# WHAT YOU NEED TO DO:
Reproduce, exactly and in full, only the lines below from the one containing "Target: blue painted surface" through the one containing "Target: small metal cup".

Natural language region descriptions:
┌────────

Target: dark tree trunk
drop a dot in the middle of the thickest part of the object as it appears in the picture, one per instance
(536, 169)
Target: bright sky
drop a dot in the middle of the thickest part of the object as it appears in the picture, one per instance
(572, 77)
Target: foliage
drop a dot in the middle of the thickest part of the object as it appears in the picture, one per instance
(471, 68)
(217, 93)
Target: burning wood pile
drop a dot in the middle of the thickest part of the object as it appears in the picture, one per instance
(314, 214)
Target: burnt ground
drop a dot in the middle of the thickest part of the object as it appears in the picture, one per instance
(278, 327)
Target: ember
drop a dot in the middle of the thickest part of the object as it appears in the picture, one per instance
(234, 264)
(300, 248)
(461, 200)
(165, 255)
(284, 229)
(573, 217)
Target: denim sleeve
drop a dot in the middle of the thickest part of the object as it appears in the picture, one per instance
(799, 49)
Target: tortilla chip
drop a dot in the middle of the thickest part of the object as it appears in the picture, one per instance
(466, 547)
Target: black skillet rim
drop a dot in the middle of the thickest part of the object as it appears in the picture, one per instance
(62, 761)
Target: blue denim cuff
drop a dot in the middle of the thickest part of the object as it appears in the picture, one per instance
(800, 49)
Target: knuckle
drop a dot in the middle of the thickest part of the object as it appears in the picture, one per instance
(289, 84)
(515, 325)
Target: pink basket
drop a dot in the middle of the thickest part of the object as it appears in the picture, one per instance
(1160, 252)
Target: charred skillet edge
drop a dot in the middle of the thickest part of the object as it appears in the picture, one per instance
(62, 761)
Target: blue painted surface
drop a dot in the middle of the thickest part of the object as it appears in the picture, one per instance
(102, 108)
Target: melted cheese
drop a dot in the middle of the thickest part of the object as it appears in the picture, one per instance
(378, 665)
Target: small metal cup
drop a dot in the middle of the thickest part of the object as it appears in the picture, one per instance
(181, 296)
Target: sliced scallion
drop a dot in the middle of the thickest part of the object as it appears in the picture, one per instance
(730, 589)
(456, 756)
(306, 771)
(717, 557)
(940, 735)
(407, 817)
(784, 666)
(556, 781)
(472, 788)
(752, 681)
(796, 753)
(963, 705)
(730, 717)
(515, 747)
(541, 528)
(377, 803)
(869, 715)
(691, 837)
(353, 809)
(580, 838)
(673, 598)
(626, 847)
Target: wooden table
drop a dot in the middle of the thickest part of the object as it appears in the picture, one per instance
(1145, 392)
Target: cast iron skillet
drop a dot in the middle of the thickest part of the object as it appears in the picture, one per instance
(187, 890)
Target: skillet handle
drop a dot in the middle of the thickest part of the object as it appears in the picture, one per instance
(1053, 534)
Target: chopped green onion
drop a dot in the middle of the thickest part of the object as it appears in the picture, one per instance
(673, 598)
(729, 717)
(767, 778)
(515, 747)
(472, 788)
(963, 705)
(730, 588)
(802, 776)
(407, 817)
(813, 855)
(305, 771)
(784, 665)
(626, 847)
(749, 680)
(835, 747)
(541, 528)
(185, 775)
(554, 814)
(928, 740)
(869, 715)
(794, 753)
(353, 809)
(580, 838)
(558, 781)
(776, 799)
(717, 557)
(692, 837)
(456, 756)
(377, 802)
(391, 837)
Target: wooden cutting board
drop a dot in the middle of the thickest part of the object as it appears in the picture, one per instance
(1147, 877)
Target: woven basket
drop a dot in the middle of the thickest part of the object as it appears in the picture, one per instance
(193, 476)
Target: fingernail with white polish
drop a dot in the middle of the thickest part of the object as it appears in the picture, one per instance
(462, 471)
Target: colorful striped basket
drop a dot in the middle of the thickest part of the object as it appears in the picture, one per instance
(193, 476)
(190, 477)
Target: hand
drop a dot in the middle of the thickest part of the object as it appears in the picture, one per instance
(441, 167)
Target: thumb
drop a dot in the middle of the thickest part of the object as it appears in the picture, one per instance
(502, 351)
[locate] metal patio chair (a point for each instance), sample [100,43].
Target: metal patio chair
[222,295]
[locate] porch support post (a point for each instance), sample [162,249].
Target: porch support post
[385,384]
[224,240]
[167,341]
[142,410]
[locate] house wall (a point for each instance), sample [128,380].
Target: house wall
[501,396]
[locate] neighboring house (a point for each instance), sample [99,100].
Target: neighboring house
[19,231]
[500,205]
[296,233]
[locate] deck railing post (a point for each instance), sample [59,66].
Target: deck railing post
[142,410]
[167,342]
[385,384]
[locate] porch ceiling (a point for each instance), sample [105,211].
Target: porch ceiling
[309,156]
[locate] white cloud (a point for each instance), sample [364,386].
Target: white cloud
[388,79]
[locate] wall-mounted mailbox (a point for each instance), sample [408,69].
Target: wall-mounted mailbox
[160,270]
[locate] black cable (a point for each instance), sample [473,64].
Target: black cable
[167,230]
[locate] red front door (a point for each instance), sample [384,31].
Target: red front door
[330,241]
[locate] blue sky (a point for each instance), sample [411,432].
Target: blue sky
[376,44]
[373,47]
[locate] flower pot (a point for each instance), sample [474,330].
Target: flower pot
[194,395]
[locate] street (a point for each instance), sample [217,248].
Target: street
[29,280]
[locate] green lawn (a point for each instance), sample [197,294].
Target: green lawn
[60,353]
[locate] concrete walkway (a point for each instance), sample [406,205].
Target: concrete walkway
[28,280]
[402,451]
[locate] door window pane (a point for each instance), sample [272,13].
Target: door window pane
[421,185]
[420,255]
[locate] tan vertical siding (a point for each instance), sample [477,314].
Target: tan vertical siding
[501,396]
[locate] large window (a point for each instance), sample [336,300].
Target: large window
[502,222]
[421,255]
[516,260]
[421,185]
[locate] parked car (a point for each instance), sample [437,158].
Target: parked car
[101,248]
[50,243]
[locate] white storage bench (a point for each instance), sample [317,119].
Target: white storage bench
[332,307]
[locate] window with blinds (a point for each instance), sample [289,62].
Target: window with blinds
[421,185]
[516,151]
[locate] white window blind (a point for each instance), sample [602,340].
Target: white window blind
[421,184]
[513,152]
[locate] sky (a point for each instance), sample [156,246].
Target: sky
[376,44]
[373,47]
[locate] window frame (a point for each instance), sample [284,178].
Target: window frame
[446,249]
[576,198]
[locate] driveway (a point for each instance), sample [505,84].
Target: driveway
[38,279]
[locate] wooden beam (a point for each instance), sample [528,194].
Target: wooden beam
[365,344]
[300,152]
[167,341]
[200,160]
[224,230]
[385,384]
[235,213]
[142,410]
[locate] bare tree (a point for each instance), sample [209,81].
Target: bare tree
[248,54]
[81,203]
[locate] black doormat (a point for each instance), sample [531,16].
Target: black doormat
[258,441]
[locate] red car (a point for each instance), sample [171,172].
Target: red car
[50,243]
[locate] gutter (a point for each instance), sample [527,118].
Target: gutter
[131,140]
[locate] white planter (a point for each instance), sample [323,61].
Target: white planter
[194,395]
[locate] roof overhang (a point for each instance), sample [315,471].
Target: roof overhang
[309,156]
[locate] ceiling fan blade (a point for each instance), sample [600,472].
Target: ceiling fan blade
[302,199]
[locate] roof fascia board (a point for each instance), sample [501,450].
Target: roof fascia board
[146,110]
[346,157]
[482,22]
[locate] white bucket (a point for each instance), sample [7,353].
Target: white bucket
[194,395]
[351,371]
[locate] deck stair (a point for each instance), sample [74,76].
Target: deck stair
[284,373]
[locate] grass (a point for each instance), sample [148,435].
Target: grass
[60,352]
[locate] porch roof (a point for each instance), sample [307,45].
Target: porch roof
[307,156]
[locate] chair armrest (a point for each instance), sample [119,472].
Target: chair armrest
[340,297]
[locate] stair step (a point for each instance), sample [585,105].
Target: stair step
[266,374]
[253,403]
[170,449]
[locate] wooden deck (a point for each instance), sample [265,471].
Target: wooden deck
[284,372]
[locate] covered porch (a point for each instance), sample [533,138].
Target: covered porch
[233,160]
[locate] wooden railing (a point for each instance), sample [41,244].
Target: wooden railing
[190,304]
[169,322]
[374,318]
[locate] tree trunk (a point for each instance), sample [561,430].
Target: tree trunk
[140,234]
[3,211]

└────────

# FINISHED EXERCISE:
Target: blue painted surface
drop a dot in the middle of the thickest part of the object as it appears in the picture, one per instance
(102, 108)
Target: melted cheese
drop a dot in the middle of the thickest part of the object as it appears in the picture, one per instance
(378, 665)
Target: small metal cup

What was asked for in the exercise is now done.